:: Problem to work on ::
Copy out every line of the records below word for word, with nothing changed.

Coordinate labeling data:
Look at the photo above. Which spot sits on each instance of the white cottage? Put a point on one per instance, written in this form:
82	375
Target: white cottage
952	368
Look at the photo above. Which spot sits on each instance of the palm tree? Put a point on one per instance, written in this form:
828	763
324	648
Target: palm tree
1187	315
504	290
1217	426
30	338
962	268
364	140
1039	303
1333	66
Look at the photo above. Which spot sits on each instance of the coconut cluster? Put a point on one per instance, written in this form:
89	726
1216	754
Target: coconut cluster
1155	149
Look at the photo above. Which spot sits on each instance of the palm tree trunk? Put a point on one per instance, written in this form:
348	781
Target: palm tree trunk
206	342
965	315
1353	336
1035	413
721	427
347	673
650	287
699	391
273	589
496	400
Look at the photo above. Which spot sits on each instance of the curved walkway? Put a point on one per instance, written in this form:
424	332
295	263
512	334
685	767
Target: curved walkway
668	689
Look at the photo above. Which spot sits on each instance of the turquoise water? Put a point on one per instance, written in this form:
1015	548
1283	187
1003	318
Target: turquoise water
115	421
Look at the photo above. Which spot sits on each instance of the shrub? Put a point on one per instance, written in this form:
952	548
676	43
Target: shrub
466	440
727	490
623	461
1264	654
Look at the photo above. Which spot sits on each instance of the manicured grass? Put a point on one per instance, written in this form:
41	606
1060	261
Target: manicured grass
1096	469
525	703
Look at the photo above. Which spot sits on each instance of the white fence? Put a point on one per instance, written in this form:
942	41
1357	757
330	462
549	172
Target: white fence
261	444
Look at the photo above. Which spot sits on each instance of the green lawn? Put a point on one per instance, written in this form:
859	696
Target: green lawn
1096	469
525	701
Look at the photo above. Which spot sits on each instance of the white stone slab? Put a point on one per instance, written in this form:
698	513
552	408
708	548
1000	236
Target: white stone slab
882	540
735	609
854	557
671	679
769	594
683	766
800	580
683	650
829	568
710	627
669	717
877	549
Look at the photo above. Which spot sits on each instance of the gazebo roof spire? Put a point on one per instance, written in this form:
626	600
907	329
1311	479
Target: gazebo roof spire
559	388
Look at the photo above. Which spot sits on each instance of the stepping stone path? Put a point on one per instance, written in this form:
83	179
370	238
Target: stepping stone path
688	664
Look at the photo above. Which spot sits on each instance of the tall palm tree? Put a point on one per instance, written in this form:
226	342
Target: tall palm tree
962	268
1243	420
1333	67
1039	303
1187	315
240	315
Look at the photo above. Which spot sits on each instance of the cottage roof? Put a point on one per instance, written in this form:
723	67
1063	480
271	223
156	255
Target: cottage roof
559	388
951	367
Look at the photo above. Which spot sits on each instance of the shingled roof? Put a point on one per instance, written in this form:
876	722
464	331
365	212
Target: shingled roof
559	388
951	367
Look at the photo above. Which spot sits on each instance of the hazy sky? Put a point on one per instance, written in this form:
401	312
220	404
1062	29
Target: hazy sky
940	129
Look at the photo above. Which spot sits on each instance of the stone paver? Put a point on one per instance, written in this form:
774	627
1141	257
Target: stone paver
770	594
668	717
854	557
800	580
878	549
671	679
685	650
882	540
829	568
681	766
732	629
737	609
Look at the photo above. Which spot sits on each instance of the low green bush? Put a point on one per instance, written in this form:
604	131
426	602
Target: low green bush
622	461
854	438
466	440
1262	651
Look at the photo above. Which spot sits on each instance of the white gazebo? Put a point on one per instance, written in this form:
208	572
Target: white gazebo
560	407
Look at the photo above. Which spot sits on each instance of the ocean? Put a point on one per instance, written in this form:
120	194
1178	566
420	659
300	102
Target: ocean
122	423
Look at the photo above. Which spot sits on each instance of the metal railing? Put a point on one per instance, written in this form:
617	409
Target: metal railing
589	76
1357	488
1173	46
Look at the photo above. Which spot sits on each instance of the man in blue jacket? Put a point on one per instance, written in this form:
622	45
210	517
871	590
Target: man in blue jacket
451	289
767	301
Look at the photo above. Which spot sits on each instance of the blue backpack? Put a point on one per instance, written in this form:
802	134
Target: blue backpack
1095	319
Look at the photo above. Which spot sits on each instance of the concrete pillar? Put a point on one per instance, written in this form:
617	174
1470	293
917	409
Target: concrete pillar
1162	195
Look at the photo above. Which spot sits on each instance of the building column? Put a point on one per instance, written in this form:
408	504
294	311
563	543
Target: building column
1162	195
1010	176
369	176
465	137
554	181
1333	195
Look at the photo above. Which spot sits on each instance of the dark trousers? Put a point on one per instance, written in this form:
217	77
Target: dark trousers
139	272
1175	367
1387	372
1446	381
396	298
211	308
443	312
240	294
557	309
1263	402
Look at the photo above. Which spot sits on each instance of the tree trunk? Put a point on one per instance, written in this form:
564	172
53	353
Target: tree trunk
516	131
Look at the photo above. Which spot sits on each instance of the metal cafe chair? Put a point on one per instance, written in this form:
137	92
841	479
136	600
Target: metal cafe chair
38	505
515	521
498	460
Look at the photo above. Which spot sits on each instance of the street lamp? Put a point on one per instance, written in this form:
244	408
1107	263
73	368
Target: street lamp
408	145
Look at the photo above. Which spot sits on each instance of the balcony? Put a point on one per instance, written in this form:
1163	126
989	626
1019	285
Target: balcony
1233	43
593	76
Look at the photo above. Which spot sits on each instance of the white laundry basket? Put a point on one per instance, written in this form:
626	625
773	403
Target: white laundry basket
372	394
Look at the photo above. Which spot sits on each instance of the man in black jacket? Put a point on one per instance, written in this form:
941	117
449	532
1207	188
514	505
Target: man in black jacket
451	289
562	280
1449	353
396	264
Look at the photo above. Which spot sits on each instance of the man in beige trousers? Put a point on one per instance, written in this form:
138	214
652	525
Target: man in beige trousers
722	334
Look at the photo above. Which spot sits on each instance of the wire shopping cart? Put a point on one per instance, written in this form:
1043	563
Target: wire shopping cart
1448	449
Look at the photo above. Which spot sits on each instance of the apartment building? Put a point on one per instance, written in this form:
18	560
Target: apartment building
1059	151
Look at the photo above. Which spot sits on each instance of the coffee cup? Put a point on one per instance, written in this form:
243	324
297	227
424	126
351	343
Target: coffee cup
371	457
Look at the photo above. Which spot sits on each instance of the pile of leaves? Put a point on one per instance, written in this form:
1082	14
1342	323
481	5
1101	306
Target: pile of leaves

:: Exercise response ::
Look at the photo above. Which spot sits on each instance of the white cottage? Put a point on one per instance, written in this form:
82	375
Target: white cottage
952	368
Look at the photo above. Which spot sits on each instance of the palm tree? Put a point on one per instance, written in this form:
828	763
324	648
Target: palm tree
1187	315
504	290
1217	426
30	338
962	268
364	140
1039	303
1333	66
Look at the photo above. Which spot sits on each instance of the coconut cluster? Put a point on one per instance, written in this form:
89	726
1216	754
Target: coconut cluster
1155	149
Look at the photo above. Which spot sits on each instance of the palm tree trunk? Put a point on one per instance, written in this form:
348	781
Target: palm tree trunk
206	342
965	315
1353	336
1035	413
721	427
347	673
650	287
699	391
273	589
496	400
Look at the photo above. Which spot sits on each instance of the curved walkway? Put a point on one per instance, written in this form:
424	332
295	263
512	334
685	767
Target: curved walkway
668	689
Look at the photo above. Which spot sits on each instance of the turquoise water? Put a point on one per instance, written in this form:
1015	548
1283	187
1003	318
Target: turquoise water
115	421
Look at the photo above. Which spot sits on each instance of the shrub? Put a point on one per instance, written in this form:
952	548
676	43
Target: shrub
466	440
727	490
623	461
1264	654
Look at the photo above. Which spot sits on each instance of the manicured grass? Put a point on one per instance, written in this form:
41	606
1060	261
Target: manicured grass
1096	469
525	703
Look at the photo above. Which spot sits on each instance of the white fence? Put a point on one per instance, written in this form:
942	41
1357	757
330	462
549	172
Target: white fence
261	444
Look at the photo above. Which spot sits on each instance of the green lawn? Put a point on one per instance, written in this form:
859	696
Target: green lawn
1096	469
525	701
Look at the photo above. Which spot sits on each instance of the white stone slab? Put a point on one per instance, written in this form:
698	513
552	408
708	548
1000	236
Target: white stone slab
882	540
735	609
854	557
671	679
769	594
683	766
800	580
683	650
829	568
710	627
669	717
877	549
Look at the photo above. Which spot sits on each instance of the gazebo roof spire? Put a point on one per instance, written in this form:
626	600
907	329
1311	479
Target: gazebo roof spire
559	388
Look at the photo above. Which spot sits on each instance of the stepping stone path? Put a point on one per instance, written in this form:
83	179
370	238
Target: stepping stone path
688	664
Look at the photo above. Which spot sits on each instance of the tall palm tree? Put a point on one per instance, written in this form:
226	342
Target: tall palm tree
962	268
1243	420
1333	67
1039	303
1187	315
240	315
Look at the photo above. Which spot sits on each instance of the cottage roof? Put a point on one per instance, written in this form:
723	67
1063	480
271	223
156	255
Target: cottage roof
559	388
951	367
Look at the photo above. Which spot sits on each instance of the shingled roof? Put a point on one per instance, written in this form:
876	722
464	331
365	212
Target: shingled roof
559	388
951	367
Look at the photo above. Which spot sits on each instance of the hazy sky? Put a point on one per instance, written in this form:
401	312
220	404
1062	29
Target: hazy sky
940	129
Look at the photo above. Which spot sits on each instance of the stone paver? Put a point on one per instance, written in this form:
774	627
1141	257
Target: stone paver
770	594
668	717
854	557
800	580
878	549
671	679
685	650
882	540
829	568
681	766
732	629
737	609
Look at the photo above. Which spot sits on each instance of the low green bush? Put a point on one per instance, written in this form:
604	131
426	602
Target: low green bush
622	461
854	438
466	440
1262	651
Look at the photo above. Which spot sits on each instance of the white gazebo? Put a point on one per instance, written in this form:
208	572
Target: white gazebo
560	407
Look at the photo above. Which spot sits on each instance of the ocean? Put a point on one per instance, written in this form:
120	194
1178	566
420	659
300	102
Target: ocean
122	423
Look at the photo above. Which spot sits on each instance of the metal railing? Put a point on one per instance, written in this form:
617	409
Target: metal railing
589	76
1357	488
1173	46
Look at the photo above. Which spot sits on each instance of the man in blue jacket? Put a point on one per instance, written in this form:
622	45
210	517
871	590
Target: man in blue jacket
451	289
767	301
Look at the photo above. Which spot sits on each instance of the blue backpack? Put a point on one per instance, written in this form:
802	134
Target: blue backpack
1095	319
Look at the photo above. Which spot sits on each instance of the concrete pillar? Put a point on one per instance, written in this form:
617	174
1470	293
917	409
Target: concrete pillar
1162	195
Look at the photo above. Which spot sits on each instance of the building column? Put a point on one per instance, written in this form:
408	504
294	311
563	543
Target: building column
1162	195
1010	176
369	176
465	137
554	181
1333	195
Look at the photo above. Which spot sits on each instance of the dark trousers? Put a point on one per instance, written in this form:
217	77
Target: dark trousers
139	272
1175	367
1387	372
1446	381
396	298
211	308
443	312
240	294
557	309
1263	402
Look at the photo above. Which spot sits on each instance of the tree trunk? Put a point on one per instance, written in this form:
564	172
53	353
Target: tree trunk
516	131
Look at the photo above. Which spot sits on each instance of the metal cafe chair? Put a point on one per instance, written in this form:
137	92
841	479
136	600
Target: metal cafe chair
38	505
515	521
498	460
Look at the photo above. Which spot sits on each instance of the street lamp? Put a point on one per instance, written in this form:
244	408
1107	263
73	368
Target: street lamp
408	145
Look at the photo above. Which spot sits on each instance of the balcony? Put a point on one per instance, written in this form:
1163	126
989	626
1019	285
Target: balcony
1233	43
593	76
Look at the photo above. Which spot sits on each instance of the white laundry basket? Put a point on one per instance, written in this form:
626	625
773	403
Target: white laundry basket
372	394
Look at the photo above. Which spot sits on each instance of the man in black jacket? Put a point on one per instance, written in this form:
941	117
449	532
1207	188
514	505
Target: man in black jacket
451	289
562	280
1449	353
396	264
Look at the photo above. Which spot sits on each instance of the man in beige trousers? Put a point on one per instance, written in this form:
138	214
652	525
Target: man in beige trousers
722	334
Look at the photo above. Which spot sits on each instance of the wire shopping cart? Put a point on one per instance, written in this form:
1043	563
Target: wire shopping cart
1448	449
Look at the photo above. Which spot sits on each instance of the apartment building? Put a point on one per instance, written in this form:
18	560
Target: apartment building
1059	151
Look at the photo above. Which spot sits on each instance of the coffee cup? Put a point on one per instance, written in this form:
243	324
297	227
424	126
351	343
Target: coffee cup
371	457
Look at the photo above. Which spot sits on each instance of the pile of leaves? Put a point on one per instance, written in this form:
1082	14
1342	323
481	5
1101	306
Target: pile of leaves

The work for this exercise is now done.